**TEXTE SOURCE**
Cet article d’esther VIVAS met en lien les politiques d’ajustement structurel dans le domaine agricole et les révoltes de la faim des derniers mois qui se sont déroulées dans plusieurs pays du Sud. L’exemple d’Haïti est particulièrement édifiant...

Article initialement publié dans Corriente Alterna, nº 58. Traduit par Kusi Colonna-Preti.

Tiré du site Europe Solidaire


L’impossibilité d’accéder aux aliments a poussé dans la rue, ces derniers mois, des milliers de personnes dans les pays du Sud. Des manifestations, des grèves et des protestations se sont répétées d’un bout à l’autre de la planète. Au Bangladesh le prix du riz a doublé cette dernière année, en Haïti le coût des aliments a augmenté plus de 40% et ce même pourcentage a augmenté en Égypte. On a vécu la même dynamique en Côte d’Ivoire, Bolivie, Indonésie, Mexique, Philippines, Pakistan, Mozambique, Pérou, Yémen, Éthiopie... La liste pourrait continuer.

Ces « révoltes de la faim » nous rappellent celles qui eurent lieu entre les années 80 et 90 dans les pays du Sud contre les politiques d’ajustement structurel imposées par la Banque Mondiale et le Fonds Monétaire International. A cette période-là, on comptabilisa plus de cinquante soulèvements qui laissèrent des milliers de morts en Afrique, Asie et Amérique latine. La cause, une fois de plus, fut l’augmentation des prix des aliments de base, du transport, du logement... qui aggravèrent les conditions de vie de la plupart des populations de ces pays et difficulté encore plus sa lutte pour la survie quotidienne. L’histoire se répète et les politiques néolibérales continuent de laisser derrière elles des millions d’affamés.

Mais le problème aujourd’hui n’est pas le manque d’aliments : la production de céréales à niveau mondial a triplé depuis les années 70 et les réserves dépassent largement la demande. De fait, la production agricole n’a jamais été aussi abondante. Alors, quel est le problème ? La difficulté réside dans l’impossibilité, pour les pays du Sud, de payer les prix établis. Il s’agit, par conséquent, d’un problème d’accès aux aliments.

Les céréales de base sont celles qui ont souffert l’augmentation la plus spectaculaire cette dernière année : autour de 70%. Parmi celles-ci, il faut souligner le blé, le soja, les huiles végétales et le riz. Le coût du blé, par exemple, est arriver à atteindre 130% de plus que depuis un an et le riz 100%. Evidemment, ce sont les couches les plus pauvres de la population des pays du Sud, en particulier celles qui quittèrent la campagne et qui aujourd’hui habitent massivement les villes, qui sont en train de subir les graves conséquences de cette augmentation des prix des aliments de base.

**INFORMATIONS FOURNIES**
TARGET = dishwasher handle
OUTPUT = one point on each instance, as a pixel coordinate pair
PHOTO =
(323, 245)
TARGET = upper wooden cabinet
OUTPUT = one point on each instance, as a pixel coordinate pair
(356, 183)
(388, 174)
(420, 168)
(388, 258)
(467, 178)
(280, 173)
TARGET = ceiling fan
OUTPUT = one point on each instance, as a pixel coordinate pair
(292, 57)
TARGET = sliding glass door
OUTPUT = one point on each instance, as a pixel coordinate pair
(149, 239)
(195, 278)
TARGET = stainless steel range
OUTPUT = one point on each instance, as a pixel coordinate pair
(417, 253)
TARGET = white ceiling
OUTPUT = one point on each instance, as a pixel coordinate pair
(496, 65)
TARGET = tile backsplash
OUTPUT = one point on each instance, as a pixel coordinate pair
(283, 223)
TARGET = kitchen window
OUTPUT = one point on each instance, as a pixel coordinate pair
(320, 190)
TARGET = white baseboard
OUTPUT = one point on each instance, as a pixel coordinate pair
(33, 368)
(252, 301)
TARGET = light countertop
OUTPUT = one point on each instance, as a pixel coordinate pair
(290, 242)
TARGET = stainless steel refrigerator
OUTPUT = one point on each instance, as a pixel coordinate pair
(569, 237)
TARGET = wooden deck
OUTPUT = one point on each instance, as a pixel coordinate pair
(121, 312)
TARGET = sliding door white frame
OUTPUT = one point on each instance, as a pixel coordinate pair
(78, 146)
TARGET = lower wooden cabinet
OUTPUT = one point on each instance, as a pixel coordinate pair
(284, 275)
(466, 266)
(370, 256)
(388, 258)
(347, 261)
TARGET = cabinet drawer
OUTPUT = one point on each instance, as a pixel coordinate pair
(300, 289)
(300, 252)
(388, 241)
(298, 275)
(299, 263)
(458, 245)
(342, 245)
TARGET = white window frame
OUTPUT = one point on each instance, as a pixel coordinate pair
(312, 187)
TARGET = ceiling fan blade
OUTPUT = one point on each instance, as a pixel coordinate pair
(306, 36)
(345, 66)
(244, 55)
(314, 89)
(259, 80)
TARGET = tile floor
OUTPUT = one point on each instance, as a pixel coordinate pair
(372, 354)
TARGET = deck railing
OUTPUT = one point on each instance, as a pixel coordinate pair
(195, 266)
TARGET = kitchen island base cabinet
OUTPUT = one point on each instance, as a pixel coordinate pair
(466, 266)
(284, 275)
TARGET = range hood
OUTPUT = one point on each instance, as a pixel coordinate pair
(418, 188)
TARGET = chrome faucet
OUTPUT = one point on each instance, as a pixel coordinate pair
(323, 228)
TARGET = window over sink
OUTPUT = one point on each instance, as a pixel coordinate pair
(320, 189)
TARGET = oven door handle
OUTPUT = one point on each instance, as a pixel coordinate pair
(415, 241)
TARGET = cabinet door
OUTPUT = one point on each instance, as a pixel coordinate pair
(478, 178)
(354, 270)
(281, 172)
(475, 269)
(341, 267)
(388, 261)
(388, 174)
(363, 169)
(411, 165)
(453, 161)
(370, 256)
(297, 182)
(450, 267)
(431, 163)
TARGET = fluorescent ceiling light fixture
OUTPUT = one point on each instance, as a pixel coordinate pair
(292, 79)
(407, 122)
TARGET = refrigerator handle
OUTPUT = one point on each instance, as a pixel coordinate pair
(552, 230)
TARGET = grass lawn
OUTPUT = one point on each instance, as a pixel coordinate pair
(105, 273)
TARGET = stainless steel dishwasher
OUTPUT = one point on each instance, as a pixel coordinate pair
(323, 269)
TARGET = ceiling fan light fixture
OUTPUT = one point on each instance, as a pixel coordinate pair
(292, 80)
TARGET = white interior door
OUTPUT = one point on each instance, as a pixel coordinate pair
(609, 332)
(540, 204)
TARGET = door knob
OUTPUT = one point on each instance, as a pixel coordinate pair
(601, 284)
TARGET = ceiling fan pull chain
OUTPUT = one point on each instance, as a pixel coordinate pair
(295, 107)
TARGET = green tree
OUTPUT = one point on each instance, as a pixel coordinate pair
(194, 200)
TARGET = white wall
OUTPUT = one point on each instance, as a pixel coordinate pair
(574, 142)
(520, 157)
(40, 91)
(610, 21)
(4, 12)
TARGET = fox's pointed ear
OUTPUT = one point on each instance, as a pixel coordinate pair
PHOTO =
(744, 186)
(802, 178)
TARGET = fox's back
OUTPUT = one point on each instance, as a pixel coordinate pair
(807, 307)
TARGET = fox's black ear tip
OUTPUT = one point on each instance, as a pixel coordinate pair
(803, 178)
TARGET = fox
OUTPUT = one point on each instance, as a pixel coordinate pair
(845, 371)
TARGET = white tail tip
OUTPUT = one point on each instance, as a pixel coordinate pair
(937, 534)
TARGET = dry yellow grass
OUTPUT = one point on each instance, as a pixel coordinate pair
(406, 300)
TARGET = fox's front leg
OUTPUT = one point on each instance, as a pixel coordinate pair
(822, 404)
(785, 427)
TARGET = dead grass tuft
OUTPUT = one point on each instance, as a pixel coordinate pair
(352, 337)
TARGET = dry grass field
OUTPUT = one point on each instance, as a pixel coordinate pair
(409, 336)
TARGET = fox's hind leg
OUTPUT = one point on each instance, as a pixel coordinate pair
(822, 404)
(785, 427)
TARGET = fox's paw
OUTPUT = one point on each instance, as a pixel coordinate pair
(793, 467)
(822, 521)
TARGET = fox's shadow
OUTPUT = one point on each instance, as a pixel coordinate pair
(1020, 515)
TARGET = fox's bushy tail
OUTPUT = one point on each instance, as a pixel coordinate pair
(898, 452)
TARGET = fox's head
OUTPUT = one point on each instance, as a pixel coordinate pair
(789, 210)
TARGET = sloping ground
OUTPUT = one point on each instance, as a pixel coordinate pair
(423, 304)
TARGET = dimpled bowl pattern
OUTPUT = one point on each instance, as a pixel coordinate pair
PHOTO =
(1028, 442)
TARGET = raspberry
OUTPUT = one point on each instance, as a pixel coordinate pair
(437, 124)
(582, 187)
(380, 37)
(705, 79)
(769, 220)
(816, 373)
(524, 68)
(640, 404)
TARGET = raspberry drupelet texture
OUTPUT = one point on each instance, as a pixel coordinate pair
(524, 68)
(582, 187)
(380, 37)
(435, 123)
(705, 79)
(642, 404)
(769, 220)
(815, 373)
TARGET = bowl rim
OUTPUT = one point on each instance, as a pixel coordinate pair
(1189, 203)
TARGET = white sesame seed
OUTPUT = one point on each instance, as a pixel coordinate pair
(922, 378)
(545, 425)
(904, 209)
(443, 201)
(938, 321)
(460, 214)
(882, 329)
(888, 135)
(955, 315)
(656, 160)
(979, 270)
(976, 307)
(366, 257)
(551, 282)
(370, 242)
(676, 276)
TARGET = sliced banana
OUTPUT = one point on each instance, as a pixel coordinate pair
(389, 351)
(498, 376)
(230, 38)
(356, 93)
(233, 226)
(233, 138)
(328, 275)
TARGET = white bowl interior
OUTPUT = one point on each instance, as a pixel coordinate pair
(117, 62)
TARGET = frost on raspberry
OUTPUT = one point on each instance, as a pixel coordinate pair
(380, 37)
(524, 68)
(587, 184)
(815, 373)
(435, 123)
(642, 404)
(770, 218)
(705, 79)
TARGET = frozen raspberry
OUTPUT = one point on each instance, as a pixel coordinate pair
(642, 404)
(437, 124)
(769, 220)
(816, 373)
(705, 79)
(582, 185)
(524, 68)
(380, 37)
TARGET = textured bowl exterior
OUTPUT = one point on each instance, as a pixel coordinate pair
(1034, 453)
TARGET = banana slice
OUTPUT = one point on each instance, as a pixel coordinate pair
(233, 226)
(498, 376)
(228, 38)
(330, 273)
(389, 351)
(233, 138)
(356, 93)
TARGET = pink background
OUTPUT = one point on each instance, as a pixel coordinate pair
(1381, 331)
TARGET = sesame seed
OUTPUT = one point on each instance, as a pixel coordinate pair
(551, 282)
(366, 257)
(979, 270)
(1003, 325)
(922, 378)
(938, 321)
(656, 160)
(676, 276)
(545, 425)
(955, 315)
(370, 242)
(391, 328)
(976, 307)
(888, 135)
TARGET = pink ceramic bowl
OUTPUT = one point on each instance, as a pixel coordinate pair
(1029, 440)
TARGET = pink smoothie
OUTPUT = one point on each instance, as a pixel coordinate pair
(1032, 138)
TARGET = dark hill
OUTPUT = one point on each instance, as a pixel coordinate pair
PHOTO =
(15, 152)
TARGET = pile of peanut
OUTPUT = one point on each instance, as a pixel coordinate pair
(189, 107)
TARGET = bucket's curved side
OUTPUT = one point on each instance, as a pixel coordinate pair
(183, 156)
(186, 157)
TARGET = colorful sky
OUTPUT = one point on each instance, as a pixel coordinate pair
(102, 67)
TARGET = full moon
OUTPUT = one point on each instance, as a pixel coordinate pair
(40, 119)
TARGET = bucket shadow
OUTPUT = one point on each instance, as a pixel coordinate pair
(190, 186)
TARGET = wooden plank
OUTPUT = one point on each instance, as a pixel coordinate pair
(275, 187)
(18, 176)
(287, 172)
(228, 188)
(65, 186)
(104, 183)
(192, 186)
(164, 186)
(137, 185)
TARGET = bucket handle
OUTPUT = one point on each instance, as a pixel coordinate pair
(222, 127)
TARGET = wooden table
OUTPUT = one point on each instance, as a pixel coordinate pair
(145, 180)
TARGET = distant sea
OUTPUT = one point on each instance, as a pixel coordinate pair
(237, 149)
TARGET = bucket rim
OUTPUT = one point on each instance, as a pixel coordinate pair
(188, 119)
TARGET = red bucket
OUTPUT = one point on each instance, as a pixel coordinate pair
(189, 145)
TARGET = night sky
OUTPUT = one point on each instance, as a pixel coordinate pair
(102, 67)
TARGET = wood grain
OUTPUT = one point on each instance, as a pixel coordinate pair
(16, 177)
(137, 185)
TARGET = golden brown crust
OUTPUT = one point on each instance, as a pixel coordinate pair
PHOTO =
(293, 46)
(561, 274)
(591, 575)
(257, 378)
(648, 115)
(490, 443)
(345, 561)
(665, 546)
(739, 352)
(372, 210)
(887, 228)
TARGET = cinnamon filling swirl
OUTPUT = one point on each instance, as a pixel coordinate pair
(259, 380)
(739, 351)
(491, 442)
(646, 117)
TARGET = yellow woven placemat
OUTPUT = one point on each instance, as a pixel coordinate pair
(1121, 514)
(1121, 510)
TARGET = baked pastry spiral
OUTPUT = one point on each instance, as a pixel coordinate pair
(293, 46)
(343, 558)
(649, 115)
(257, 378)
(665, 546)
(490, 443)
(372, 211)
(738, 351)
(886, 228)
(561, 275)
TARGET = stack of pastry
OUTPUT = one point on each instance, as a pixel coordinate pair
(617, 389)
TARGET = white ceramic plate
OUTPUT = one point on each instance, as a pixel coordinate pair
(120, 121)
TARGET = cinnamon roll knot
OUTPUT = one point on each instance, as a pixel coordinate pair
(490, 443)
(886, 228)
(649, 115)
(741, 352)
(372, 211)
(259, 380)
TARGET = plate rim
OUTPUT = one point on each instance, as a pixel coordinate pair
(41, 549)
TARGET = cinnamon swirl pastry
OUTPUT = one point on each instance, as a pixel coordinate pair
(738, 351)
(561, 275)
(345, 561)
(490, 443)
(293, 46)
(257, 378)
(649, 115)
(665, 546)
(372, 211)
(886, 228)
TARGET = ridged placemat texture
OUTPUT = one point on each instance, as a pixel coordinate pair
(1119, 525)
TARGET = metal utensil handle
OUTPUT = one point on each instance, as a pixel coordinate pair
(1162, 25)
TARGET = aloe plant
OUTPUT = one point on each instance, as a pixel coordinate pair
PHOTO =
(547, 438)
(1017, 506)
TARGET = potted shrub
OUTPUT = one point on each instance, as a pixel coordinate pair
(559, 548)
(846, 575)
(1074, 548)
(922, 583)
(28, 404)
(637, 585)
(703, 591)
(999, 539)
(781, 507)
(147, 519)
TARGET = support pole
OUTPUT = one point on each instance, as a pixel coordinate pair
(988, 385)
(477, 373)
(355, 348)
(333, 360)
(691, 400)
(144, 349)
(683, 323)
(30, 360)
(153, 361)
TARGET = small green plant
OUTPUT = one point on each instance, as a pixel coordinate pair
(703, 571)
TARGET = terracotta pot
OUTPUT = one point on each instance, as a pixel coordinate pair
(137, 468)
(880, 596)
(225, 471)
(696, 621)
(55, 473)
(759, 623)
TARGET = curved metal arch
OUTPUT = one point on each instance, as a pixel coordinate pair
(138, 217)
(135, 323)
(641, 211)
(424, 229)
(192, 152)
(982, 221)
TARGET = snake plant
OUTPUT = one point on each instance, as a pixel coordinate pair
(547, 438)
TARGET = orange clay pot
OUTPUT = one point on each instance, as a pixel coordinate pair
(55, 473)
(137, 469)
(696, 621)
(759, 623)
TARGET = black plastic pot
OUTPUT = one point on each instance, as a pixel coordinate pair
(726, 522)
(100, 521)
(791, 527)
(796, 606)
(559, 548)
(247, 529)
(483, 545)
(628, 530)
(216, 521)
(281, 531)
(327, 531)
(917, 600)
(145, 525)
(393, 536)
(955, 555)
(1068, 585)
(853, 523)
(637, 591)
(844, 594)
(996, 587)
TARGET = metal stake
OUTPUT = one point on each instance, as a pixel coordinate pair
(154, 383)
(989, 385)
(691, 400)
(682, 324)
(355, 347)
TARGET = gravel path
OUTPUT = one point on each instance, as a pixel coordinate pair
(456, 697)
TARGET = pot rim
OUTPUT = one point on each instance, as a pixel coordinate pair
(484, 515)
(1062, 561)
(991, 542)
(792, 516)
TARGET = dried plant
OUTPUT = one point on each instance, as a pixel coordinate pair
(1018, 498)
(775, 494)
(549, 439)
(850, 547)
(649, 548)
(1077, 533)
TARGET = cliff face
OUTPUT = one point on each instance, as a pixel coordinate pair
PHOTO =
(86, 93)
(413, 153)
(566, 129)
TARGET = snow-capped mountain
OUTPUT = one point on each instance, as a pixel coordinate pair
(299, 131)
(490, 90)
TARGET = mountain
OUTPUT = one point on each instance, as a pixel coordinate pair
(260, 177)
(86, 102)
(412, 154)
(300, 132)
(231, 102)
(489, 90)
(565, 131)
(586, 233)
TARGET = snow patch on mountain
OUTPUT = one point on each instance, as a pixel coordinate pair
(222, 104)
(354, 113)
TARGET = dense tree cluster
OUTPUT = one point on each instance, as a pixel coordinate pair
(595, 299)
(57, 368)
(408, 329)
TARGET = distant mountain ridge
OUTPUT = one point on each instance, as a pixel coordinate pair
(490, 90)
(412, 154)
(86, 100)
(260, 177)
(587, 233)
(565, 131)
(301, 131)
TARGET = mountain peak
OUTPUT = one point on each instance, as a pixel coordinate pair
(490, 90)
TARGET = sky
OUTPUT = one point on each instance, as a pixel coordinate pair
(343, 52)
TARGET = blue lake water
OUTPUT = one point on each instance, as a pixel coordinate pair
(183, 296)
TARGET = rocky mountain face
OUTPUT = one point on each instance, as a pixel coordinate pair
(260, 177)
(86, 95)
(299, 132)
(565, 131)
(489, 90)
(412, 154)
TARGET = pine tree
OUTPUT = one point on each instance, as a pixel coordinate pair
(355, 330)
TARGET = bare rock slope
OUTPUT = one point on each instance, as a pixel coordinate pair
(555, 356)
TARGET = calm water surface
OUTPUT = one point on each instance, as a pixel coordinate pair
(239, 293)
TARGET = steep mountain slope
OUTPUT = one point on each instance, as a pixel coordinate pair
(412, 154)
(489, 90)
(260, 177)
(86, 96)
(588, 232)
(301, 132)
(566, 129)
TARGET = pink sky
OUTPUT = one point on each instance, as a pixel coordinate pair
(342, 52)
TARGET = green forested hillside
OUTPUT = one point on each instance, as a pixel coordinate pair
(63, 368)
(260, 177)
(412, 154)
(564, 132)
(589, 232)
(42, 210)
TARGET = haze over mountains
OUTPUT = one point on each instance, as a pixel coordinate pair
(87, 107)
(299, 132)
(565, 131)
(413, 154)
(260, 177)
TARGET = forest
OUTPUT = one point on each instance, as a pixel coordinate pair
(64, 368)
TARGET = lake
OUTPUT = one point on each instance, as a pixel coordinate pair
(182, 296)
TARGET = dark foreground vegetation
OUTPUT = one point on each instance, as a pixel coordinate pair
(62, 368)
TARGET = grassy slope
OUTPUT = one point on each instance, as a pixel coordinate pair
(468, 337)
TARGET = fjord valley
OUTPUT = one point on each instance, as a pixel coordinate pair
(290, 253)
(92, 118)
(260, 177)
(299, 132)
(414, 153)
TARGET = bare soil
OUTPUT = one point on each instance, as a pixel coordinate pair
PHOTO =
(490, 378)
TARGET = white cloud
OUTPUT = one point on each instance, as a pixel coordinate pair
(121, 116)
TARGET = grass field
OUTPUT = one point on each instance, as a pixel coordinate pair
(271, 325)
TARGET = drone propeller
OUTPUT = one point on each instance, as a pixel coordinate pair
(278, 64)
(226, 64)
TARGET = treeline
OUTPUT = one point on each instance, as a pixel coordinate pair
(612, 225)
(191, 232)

**ENSEMBLE DES TÂCHES**
**A.** Indiquez par oui ou par non si chaque affirmation concorde avec l'article sur les révoltes de la faim, en citant textuellement les mots de l'article qui tranchent la question. (i) Au Bangladesh, le prix du riz a doublé au cours de la dernière année. (ii) Selon l'article, le problème actuel tient à un manque d'aliments. (iii) Plus de cinquante soulèvements ont été comptabilisés à l'époque des politiques d'ajustement structurel des années 80 et 90.
**B.** Traduisez en anglais la phrase suivante de l'article sur les révoltes de la faim : « La difficulté réside dans l’impossibilité, pour les pays du Sud, de payer les prix établis. »
**C.** Rédigez la suite de l'article sur les révoltes de la faim à partir de la fin de son dernier paragraphe.

**RÉPONSES FINALES**
**A.**
(i) Oui : « Au Bangladesh le prix du riz a doublé cette dernière année »
(ii) Non : « Mais le problème aujourd’hui n’est pas le manque d’aliments »
(iii) Oui : « A cette période-là, on comptabilisa plus de cinquante soulèvements »

**B.** The difficulty lies in the inability of the countries of the South to pay the established prices.

**C.**
Une crise qui n’est pas conjoncturelle mais qui est le résultat d’un système agroalimentaire privatisé, centré sur le marché international et subordonné au but lucratif. Il y a plusieurs raisons qui ont déclenché cette crise alimentaire mondiale : l’augmentation des importations de céréales réalisées par des pays jusque là autosuffisants, comme l’Inde, la Chine ou le Vietnam ; la destruction des récoltes due aux sécheresses et à d’autres phénomènes météorologiques dans des pays producteurs, comme le Bangladesh, la Chine et l’Australie ; l’augmentation de la consommation de viande par les nouvelles classes moyennes d’Amérique Latine et d’Asie avec la conséquence d’une croissance de la demande ; la hausse du prix du pétrole qui a répercuté directement ou indirectement sur une agriculture dépendante de celui-ci ; les nouvelles tendances de production du « pétrole vert » ou agrocombustibles ; les croissantes inversions spéculatives en céréales depuis le crack des marchés liés à Internet et immobiliers. Tous ces éléments ont influencé, dans une grande ou moindre mesure, un système agroproductif où les intérêts économiques privés prédominent sur les besoins alimentaires des personnes. Dans cet équilibre fragile, les lois du marché ont fini par déséquilibrer la balance.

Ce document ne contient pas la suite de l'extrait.